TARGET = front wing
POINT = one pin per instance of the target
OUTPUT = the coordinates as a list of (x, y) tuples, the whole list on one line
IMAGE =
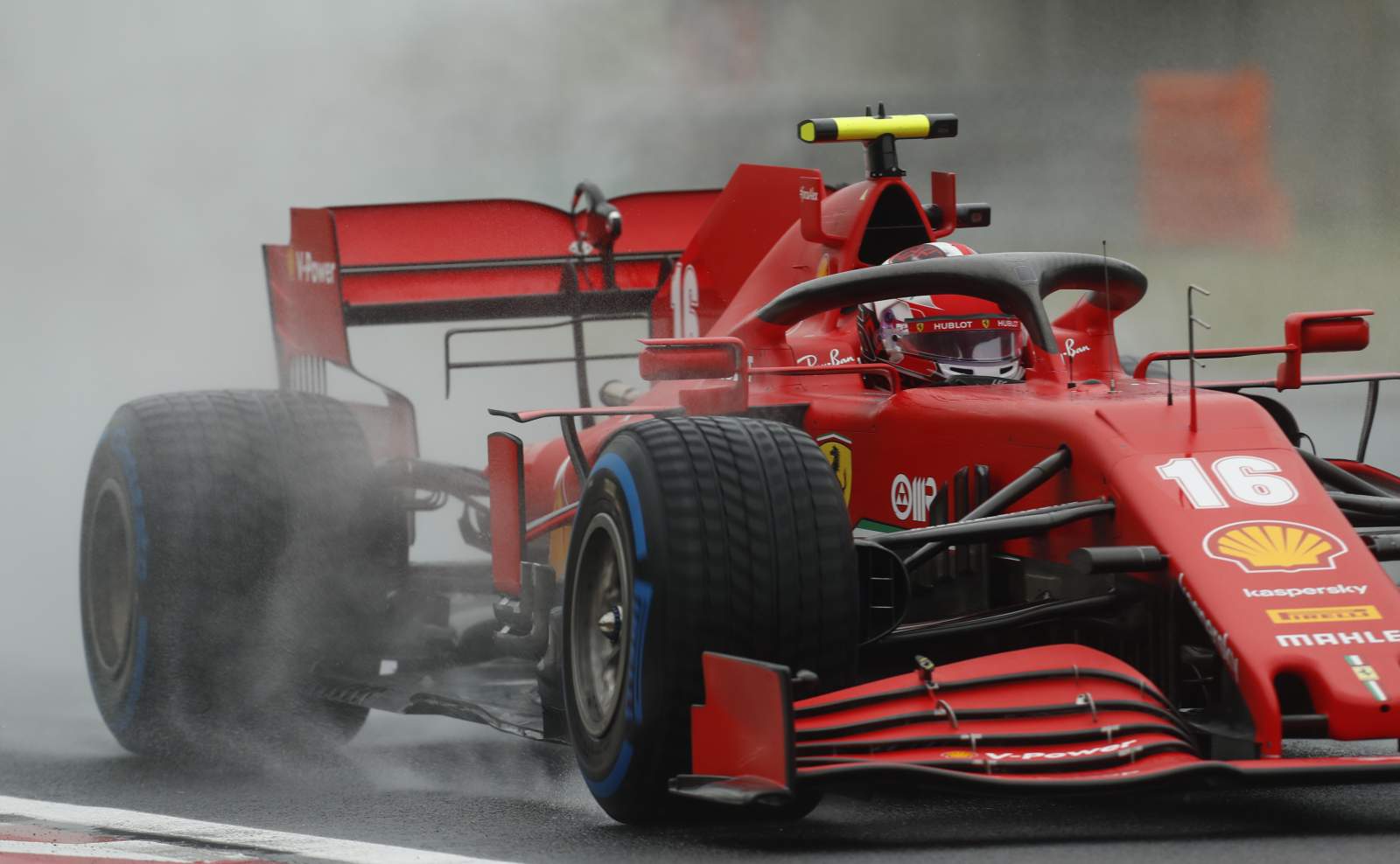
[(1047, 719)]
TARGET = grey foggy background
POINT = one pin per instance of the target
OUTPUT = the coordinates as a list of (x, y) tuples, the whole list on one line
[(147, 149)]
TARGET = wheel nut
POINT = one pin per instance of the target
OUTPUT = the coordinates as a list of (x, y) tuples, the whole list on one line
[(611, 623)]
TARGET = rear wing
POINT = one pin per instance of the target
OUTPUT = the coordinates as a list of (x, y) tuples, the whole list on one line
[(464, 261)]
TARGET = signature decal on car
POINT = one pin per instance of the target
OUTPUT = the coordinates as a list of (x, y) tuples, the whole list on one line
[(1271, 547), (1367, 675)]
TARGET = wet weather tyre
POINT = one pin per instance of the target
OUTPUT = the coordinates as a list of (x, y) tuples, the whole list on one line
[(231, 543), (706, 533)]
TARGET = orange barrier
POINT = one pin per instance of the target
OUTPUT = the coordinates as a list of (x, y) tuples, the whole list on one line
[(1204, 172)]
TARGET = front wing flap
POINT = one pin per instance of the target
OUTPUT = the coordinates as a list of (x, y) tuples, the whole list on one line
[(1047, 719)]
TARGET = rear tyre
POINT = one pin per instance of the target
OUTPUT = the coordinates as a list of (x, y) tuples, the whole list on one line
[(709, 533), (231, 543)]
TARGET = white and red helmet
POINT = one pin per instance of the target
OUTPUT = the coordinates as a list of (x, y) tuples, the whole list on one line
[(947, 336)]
#####
* [EXERCISE DESCRIPTION]
Convert the stretch from the line containing "TARGET = orange barrier" through the end of the records into a two-column CSV with the header record_text,answer. Give one row per record, and put each field in double quotes with its line breaks replaced by spaces.

* [CORRECT RESPONSE]
record_text,answer
"TARGET = orange barrier POINT = one pin per instance of the target OUTPUT = the coordinates as a list of (x, y) tuples, the whole list on one line","[(1204, 172)]"
"TARGET = front wing flap POINT = one pin per instance of the target OUTPUT = the coordinates as a list of (x, y) tuples, the whole list on one line","[(1047, 719)]"
"TARGET = rear tyre POINT = one pin per instance of the target OUTPUT = the coordinates as a list of (x, y) tuples, the whole list on one line","[(709, 533), (231, 543)]"
"TARGET = white and red helmet POINT = one pin per instance of the target OUTPUT = the coordinates as a list of (x, y) tuples, the whole list on one line","[(947, 336)]"